*Instruction*. Revise the lines that follow by replacing each "church spire" with "bell tower" and keeping everything else the same.

======== Provided records

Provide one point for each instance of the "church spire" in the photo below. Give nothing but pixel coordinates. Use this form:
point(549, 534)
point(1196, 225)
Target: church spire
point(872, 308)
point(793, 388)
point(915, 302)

================

*Correct response*.
Provide one point for each instance of the "bell tower" in the photo below. Give nothing but pixel coordinates. Use this form:
point(549, 534)
point(1196, 225)
Target: bell tower
point(872, 308)
point(793, 388)
point(915, 302)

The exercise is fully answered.